Friday, 7 September 2007

Global warming: Too hot to handle for the BBC


Green groups protest after corporation calls off day of programming dedicated to climate change
By Michael McCarthy, Environment Editor
Published: 06 September 2007

The transformation of climate change from a scientific to a political issue became clear last night when the BBC dropped plans for a day-long TV special on global warming.
The scrapping of Planet Relief, an awareness-raising broadcast similar in concept to programmes such as the poverty-focused Comic Relief and Live8, and planned for early next year, marked a watershed moment: it showed that opining about climate change is now as significant in Britain as scientific fact.
Environmentalists and politicians fiercely criticised the BBC for abandoning the programme, for which Ricky Gervais and Jonathan Ross had been provisionally lined up as presenters. The corporation said that it had decided it was not the BBC's job to lead opinion on the global warming issue. However, critics complained that the effect of the decision was to imply that there was no scientific consensus on the reality of climate change and its human causes, and accused the corporation of being swayed by increasingly vocal climate-change sceptics.
Chris Huhne, Liberal Democrat spokesman on the environment, said: "The consensus about global warming in the science community is now overwhelming, so accusing the BBC of campaigning on such an undisputed threat is like suggesting it should be even-handed between criminals and their victims."

- DATA ENTRIES
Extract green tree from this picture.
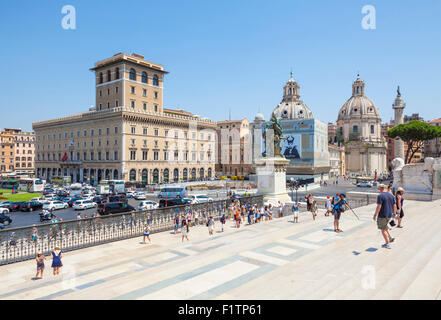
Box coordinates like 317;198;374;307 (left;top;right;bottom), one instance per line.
387;120;441;163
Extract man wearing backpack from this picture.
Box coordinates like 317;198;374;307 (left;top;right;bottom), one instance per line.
333;194;349;233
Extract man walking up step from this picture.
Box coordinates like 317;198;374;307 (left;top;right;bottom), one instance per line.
374;184;397;249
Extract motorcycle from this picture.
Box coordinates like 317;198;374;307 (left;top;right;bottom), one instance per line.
39;212;56;222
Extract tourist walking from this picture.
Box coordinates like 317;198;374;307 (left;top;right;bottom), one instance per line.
187;209;191;227
193;210;199;226
142;223;152;243
373;184;397;249
277;201;284;218
234;207;242;229
34;252;46;280
31;227;38;245
8;231;17;247
325;196;332;217
52;247;63;276
311;200;318;221
221;213;227;232
173;215;179;234
395;187;404;228
181;216;190;242
332;194;349;233
207;217;214;236
292;200;299;223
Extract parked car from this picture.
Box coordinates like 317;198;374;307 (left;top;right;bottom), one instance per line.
189;194;213;204
107;194;127;202
357;182;372;188
159;198;191;208
56;190;69;198
43;188;54;196
0;213;12;226
73;200;98;210
20;201;43;212
7;201;25;212
44;193;56;200
133;192;147;200
43;200;69;211
138;200;159;211
67;197;83;207
0;207;9;214
98;202;135;215
92;196;106;204
126;191;136;198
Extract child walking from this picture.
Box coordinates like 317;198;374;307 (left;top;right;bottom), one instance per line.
143;223;152;243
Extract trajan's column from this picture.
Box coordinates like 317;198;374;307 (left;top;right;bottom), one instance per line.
392;86;406;159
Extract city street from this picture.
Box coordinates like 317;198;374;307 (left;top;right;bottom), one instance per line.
5;190;230;229
0;200;441;300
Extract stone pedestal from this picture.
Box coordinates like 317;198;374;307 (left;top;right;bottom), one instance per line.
256;157;291;202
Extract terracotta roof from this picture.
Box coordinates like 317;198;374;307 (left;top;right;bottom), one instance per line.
429;118;441;123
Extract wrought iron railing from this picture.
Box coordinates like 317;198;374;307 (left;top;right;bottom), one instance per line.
0;196;263;265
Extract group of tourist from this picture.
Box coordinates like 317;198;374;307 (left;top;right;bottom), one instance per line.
28;184;404;279
33;247;63;280
373;184;404;249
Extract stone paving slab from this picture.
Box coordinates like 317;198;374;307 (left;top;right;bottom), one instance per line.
0;200;441;300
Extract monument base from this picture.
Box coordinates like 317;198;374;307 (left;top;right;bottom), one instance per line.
256;157;291;202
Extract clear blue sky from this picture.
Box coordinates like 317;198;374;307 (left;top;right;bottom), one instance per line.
0;0;441;130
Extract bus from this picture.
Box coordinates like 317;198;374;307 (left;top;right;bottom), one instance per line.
158;187;187;198
96;180;110;194
69;183;83;197
18;178;45;192
108;180;125;193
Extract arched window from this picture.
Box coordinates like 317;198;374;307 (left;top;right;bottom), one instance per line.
163;169;169;182
141;169;148;183
129;68;136;81
141;71;147;83
153;74;159;86
199;168;205;179
153;169;159;183
129;169;136;181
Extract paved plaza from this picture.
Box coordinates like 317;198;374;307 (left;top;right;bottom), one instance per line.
0;200;441;300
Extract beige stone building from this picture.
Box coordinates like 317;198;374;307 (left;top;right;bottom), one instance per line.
328;144;346;178
33;53;216;184
0;128;16;174
216;118;254;177
337;77;387;177
14;129;35;176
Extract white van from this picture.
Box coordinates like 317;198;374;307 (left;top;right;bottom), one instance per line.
158;187;187;198
73;200;97;210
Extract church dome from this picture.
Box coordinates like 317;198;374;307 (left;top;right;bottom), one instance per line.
254;112;265;121
273;72;313;120
338;77;380;120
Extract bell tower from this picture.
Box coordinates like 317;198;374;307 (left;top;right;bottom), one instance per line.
392;86;406;159
282;71;300;102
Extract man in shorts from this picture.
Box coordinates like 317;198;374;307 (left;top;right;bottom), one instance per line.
373;184;397;249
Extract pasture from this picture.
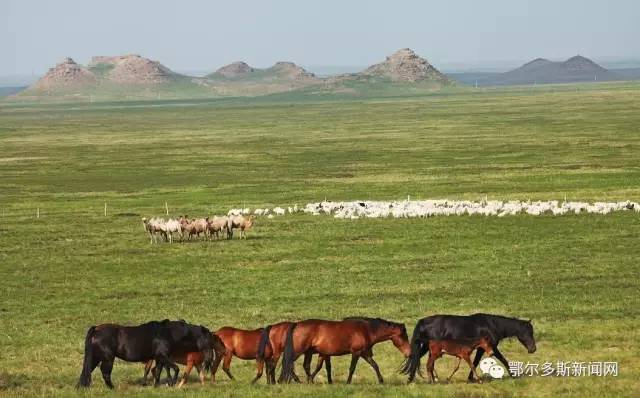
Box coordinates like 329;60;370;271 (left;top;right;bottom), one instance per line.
0;83;640;397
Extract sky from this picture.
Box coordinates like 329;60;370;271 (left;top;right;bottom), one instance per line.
0;0;640;75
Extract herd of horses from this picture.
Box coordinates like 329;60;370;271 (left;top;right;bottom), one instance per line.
78;314;536;388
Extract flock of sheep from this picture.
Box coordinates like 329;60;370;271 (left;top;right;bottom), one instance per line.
142;215;254;244
302;199;640;219
142;199;640;243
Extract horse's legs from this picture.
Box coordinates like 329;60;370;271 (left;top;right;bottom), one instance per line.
196;365;204;386
427;351;441;383
324;357;333;384
464;356;482;383
267;353;280;384
490;344;515;377
447;357;462;383
467;347;482;381
100;359;113;389
142;360;153;386
347;354;360;384
222;350;235;380
251;360;268;384
267;358;278;384
155;349;180;387
311;354;324;382
176;361;193;388
362;350;384;384
211;348;222;383
302;351;313;383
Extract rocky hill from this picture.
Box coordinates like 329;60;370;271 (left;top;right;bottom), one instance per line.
205;61;316;82
495;55;619;84
88;54;184;84
30;57;97;91
360;48;448;83
17;48;451;101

- ACTIONS TO TAKE
• a. Reproduce the part of the BBC climate article that begins at the words "The transformation of" and stops after "as scientific fact.".
• b. Continue the BBC climate article from the point where it ends.

- THE REPLIES
• a.
The transformation of climate change from a scientific to a political issue became clear last night when the BBC dropped plans for a day-long TV special on global warming.
The scrapping of Planet Relief, an awareness-raising broadcast similar in concept to programmes such as the poverty-focused Comic Relief and Live8, and planned for early next year, marked a watershed moment: it showed that opining about climate change is now as significant in Britain as scientific fact.

• b.
The green activist and author Mark Lynas said that the decision showed "a real poverty of understanding among senior BBC executives about the gravity of the situation we now face.
"The only reason why this became an issue is that there is a small but vociferous group of extreme right-wing climate 'sceptics' lobbying against taking action, so the BBC is behaving like a coward and refusing to take a more consistent stance," he said.
Planet Relief was a working title for the TV special, which was being developed by Jon Plowman, head of BBC Comedy. While the event might have been similar in scale to Comic Relief or Children in Need, it would not have involved fundraising.
It was intended to raise awareness of the issue of climate change. The BBC had been in discussions with the National Grid about the possibility of calling on viewers to participate in a mass electricity "switch-off" or if that had not proved feasible, to turn off the electricity at selected iconic landmarks.
The abandonment of the programme came about after an intense in-house debate about exactly how the corporation should treat the global warming issue, now becoming increasingly politicised in Britain. It could be broadly said that action on climate change, while favoured by many across the political spectrum, has a particular appeal for radical groups, not least because industrial capitalism is seen as being the principal cause of the problem.
By extension, some voices on the right regard it as just another radical cause, oppose it instinctively and seek to cast doubt on its scientific basis. The BBC has been under fire, especially from right-wing commentators, for proselytising in its presentation of some concerns, and some senior executives had doubts about the Planet Relief proposal in particular, suggesting it would leave the corporation open to the charge of bias.
Speaking at the Edinburgh International Television Festival this month, Newsnight's editor, Peter Barron said: "It's abso- lutely not the BBC's job to save the planet." The head of television news, Peter Horrocks, wrote in the BBC News website editor's blog: "It is not the BBC's job to lead opinion or proselytise on this or any other subject."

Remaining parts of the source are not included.